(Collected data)
────────────────────────────────────────

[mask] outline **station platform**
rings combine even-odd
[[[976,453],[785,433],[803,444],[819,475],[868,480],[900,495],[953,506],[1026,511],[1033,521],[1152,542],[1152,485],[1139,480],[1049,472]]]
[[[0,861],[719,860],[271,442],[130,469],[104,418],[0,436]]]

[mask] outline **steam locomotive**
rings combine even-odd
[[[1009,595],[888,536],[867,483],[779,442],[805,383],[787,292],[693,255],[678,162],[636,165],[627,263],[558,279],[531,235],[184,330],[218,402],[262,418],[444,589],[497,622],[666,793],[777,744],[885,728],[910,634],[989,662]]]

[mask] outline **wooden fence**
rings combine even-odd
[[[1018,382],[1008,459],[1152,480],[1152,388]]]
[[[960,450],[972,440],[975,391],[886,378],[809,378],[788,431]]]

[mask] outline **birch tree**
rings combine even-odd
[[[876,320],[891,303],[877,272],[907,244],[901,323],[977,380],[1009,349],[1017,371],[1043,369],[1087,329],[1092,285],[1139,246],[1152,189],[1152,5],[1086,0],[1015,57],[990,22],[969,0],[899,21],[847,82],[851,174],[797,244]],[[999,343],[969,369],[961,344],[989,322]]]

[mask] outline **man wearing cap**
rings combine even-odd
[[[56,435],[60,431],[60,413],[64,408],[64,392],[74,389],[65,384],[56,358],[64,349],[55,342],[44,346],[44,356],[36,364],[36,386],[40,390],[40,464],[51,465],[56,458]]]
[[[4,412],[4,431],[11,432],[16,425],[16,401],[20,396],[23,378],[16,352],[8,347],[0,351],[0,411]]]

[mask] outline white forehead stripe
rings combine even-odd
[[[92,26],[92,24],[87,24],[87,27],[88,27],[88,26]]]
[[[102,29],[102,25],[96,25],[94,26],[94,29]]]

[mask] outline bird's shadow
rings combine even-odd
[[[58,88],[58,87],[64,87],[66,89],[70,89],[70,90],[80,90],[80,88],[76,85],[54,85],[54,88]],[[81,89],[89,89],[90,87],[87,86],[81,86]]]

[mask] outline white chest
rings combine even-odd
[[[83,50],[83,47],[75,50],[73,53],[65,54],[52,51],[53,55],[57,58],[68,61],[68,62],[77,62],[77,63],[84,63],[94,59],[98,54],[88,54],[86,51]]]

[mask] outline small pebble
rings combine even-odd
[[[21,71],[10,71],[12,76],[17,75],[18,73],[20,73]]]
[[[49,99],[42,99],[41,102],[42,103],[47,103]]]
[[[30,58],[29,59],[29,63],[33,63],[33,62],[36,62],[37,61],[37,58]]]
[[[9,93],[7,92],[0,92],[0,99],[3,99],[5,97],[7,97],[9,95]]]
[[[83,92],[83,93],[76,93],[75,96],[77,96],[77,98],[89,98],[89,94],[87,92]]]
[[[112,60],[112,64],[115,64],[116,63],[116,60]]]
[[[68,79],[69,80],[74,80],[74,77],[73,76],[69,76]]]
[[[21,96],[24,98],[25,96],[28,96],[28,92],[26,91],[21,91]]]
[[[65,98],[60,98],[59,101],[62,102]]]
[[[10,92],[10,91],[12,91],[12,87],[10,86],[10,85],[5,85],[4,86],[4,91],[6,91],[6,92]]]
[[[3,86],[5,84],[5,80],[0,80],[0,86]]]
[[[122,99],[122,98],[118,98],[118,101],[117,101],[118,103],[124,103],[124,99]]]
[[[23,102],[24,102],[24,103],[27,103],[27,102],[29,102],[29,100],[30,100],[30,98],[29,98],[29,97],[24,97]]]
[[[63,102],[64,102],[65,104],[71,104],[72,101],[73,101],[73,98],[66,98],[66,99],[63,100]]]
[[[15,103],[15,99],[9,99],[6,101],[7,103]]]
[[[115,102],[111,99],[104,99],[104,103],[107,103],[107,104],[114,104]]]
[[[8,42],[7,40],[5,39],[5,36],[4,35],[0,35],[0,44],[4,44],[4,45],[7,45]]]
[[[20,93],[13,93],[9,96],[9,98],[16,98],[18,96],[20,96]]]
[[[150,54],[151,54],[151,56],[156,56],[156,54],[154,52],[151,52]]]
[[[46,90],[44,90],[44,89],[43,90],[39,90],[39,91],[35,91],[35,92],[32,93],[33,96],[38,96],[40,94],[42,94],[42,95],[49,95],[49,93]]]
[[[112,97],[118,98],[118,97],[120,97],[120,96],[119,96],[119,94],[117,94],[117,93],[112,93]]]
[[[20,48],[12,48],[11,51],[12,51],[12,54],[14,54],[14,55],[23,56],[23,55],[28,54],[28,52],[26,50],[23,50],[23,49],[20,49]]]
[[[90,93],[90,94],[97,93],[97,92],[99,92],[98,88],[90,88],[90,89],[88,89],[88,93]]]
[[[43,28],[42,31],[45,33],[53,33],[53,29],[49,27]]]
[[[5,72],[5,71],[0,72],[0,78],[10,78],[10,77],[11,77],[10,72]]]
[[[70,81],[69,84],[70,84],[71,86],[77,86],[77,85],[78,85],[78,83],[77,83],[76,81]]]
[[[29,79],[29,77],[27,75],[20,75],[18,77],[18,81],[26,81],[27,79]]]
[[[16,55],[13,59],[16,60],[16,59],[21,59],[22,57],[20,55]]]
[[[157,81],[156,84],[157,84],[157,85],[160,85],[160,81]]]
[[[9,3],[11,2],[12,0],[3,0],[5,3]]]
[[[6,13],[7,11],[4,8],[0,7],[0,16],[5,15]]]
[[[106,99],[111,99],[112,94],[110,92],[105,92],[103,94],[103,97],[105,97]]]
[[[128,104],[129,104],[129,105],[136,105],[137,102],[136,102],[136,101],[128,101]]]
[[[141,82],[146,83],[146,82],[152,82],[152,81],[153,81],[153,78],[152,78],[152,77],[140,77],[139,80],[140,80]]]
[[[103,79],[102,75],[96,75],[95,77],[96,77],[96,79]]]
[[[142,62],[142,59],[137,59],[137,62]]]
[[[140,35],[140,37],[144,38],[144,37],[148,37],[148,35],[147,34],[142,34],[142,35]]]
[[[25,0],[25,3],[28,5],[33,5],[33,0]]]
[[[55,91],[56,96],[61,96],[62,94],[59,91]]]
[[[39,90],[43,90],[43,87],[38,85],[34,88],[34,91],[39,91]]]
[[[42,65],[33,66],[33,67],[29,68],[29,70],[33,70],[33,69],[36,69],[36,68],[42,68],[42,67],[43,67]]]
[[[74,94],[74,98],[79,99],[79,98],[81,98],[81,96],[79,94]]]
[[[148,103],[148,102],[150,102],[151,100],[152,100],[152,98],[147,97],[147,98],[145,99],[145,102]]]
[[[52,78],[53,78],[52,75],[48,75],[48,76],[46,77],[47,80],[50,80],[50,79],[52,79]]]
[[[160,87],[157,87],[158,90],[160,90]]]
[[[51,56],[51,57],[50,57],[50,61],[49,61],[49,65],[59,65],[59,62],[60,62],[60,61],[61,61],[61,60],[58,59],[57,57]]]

────────────────────────────────────────

Every single record must be transcribed exactly as it stands.

◆ Written response ◆
[mask] outline **station platform**
rings combine even-odd
[[[976,453],[785,433],[803,444],[819,475],[868,480],[900,495],[953,506],[1026,511],[1033,521],[1152,542],[1152,485],[1139,480],[1049,472]]]
[[[0,861],[719,860],[271,442],[130,469],[104,418],[0,436]]]

[mask] outline **steam locomotive**
rings combine even-odd
[[[1009,595],[888,536],[867,483],[779,442],[805,383],[787,292],[693,255],[678,162],[636,165],[627,263],[558,279],[531,235],[184,330],[218,402],[262,418],[444,589],[497,622],[666,793],[777,744],[885,728],[910,634],[989,662]]]

[mask] outline **wooden fence**
rings combine even-odd
[[[1018,382],[1008,459],[1152,480],[1152,388]]]
[[[960,450],[972,440],[975,391],[886,378],[809,378],[788,431]]]

[mask] outline **birch tree**
rings combine even-odd
[[[876,320],[891,303],[877,272],[907,244],[901,323],[977,380],[1009,349],[1017,371],[1043,369],[1087,329],[1092,285],[1139,246],[1152,189],[1152,5],[1086,0],[1015,57],[990,22],[969,0],[899,21],[847,82],[851,174],[797,244]],[[999,343],[969,369],[961,344],[989,322]]]

[mask] outline **man wearing cap**
rings combine even-odd
[[[56,435],[60,431],[60,413],[64,408],[64,392],[74,389],[65,384],[56,358],[64,349],[55,342],[44,346],[44,356],[36,364],[36,386],[40,390],[40,464],[51,465],[56,458]]]
[[[4,412],[4,431],[11,432],[16,425],[16,401],[20,396],[23,378],[16,352],[8,347],[0,351],[0,411]]]

[mask] outline white forehead stripe
rings combine even-odd
[[[92,26],[92,24],[87,24],[87,27],[88,27],[88,26]]]
[[[102,29],[102,25],[96,25],[94,26],[94,29]]]

[mask] outline bird's shadow
rings combine even-odd
[[[58,88],[58,87],[64,87],[66,89],[70,89],[70,90],[80,90],[80,88],[76,85],[54,85],[54,88]],[[81,89],[89,89],[90,87],[87,86],[81,86]]]

[mask] outline white chest
rings combine even-odd
[[[83,50],[83,47],[75,50],[73,53],[65,54],[52,51],[53,55],[57,58],[68,61],[68,62],[77,62],[77,63],[84,63],[94,59],[98,54],[88,54],[86,51]]]

[mask] outline small pebble
rings combine even-odd
[[[21,71],[10,71],[12,76],[17,75],[18,73],[20,73]]]
[[[49,99],[42,99],[41,102],[42,103],[47,103]]]
[[[30,58],[29,59],[29,63],[33,63],[33,62],[36,62],[37,61],[37,58]]]
[[[9,93],[7,92],[0,92],[0,99],[3,99],[5,97],[7,97],[9,95]]]
[[[83,92],[83,93],[76,93],[75,96],[77,96],[77,98],[89,98],[89,94],[87,92]]]
[[[112,60],[112,64],[115,64],[116,63],[116,60]]]
[[[68,79],[69,80],[74,80],[74,77],[73,76],[69,76]]]
[[[21,96],[24,98],[25,96],[28,96],[28,92],[26,91],[21,91]]]
[[[65,98],[60,98],[59,101],[62,102]]]
[[[10,92],[10,91],[12,91],[12,87],[10,86],[10,85],[5,85],[4,86],[4,91],[6,91],[6,92]]]
[[[3,86],[5,84],[5,80],[0,80],[0,86]]]
[[[122,99],[122,98],[118,98],[118,101],[117,101],[118,103],[124,103],[124,99]]]
[[[23,102],[24,102],[24,103],[27,103],[27,102],[29,102],[29,100],[30,100],[30,98],[29,98],[29,97],[24,97]]]
[[[63,102],[64,102],[65,104],[71,104],[72,101],[73,101],[73,98],[66,98],[66,99],[63,100]]]
[[[15,103],[15,99],[9,99],[6,101],[7,103]]]
[[[115,102],[111,99],[104,99],[104,103],[107,103],[107,104],[114,104]]]
[[[8,42],[7,40],[5,39],[5,36],[4,35],[0,35],[0,44],[4,44],[4,45],[7,45]]]
[[[20,93],[13,93],[9,96],[9,98],[16,98],[18,96],[20,96]]]
[[[150,54],[151,54],[151,56],[156,56],[156,54],[154,52],[151,52]]]
[[[46,90],[44,90],[44,89],[43,90],[39,90],[39,91],[35,91],[35,92],[32,93],[33,96],[38,96],[40,94],[42,94],[42,95],[49,95],[49,93]]]
[[[112,97],[118,98],[118,97],[120,97],[120,96],[119,96],[119,94],[117,94],[117,93],[112,93]]]
[[[20,48],[12,48],[11,51],[12,51],[12,54],[14,54],[14,55],[23,56],[23,55],[28,54],[28,52],[26,50],[23,50],[23,49],[20,49]]]
[[[90,93],[90,94],[97,93],[97,92],[99,92],[98,88],[90,88],[90,89],[88,89],[88,93]]]
[[[43,28],[42,31],[45,33],[53,33],[53,29],[49,27]]]
[[[5,72],[5,71],[0,72],[0,78],[10,78],[10,77],[11,77],[10,72]]]
[[[70,81],[69,84],[70,84],[71,86],[77,86],[77,85],[78,85],[78,83],[77,83],[76,81]]]
[[[29,79],[29,77],[27,75],[20,75],[18,77],[18,81],[26,81],[27,79]]]
[[[16,55],[13,59],[16,60],[16,59],[21,59],[22,57],[20,55]]]
[[[157,81],[156,84],[157,84],[157,85],[160,85],[160,81]]]
[[[9,3],[11,2],[12,0],[3,0],[5,3]]]
[[[6,13],[7,11],[4,8],[0,7],[0,16],[5,15]]]
[[[106,99],[111,99],[112,94],[110,92],[105,92],[103,94],[103,97],[105,97]]]
[[[128,104],[129,104],[129,105],[136,105],[137,102],[136,102],[136,101],[128,101]]]
[[[141,82],[146,83],[146,82],[152,82],[152,81],[153,81],[153,78],[152,78],[152,77],[140,77],[139,80],[140,80]]]
[[[103,79],[102,75],[96,75],[95,77],[96,77],[96,79]]]
[[[142,62],[142,59],[137,59],[137,62]]]
[[[140,35],[140,37],[144,38],[144,37],[148,37],[148,35],[147,34],[142,34],[142,35]]]
[[[25,0],[25,3],[28,5],[33,5],[33,0]]]
[[[55,91],[56,96],[61,96],[62,94],[59,91]]]
[[[39,90],[43,90],[43,87],[38,85],[34,88],[34,91],[39,91]]]
[[[42,65],[33,66],[33,67],[29,68],[29,70],[33,70],[33,69],[36,69],[36,68],[42,68],[42,67],[43,67]]]
[[[74,94],[74,98],[79,99],[79,98],[81,98],[81,96],[79,94]]]
[[[148,103],[148,102],[150,102],[151,100],[152,100],[152,98],[147,97],[147,98],[145,99],[145,102]]]
[[[52,78],[53,78],[52,75],[48,75],[48,76],[46,77],[47,80],[50,80],[50,79],[52,79]]]
[[[160,87],[157,87],[158,90],[160,90]]]
[[[51,56],[51,57],[50,57],[50,61],[49,61],[49,65],[59,65],[59,62],[60,62],[60,61],[61,61],[61,60],[58,59],[57,57]]]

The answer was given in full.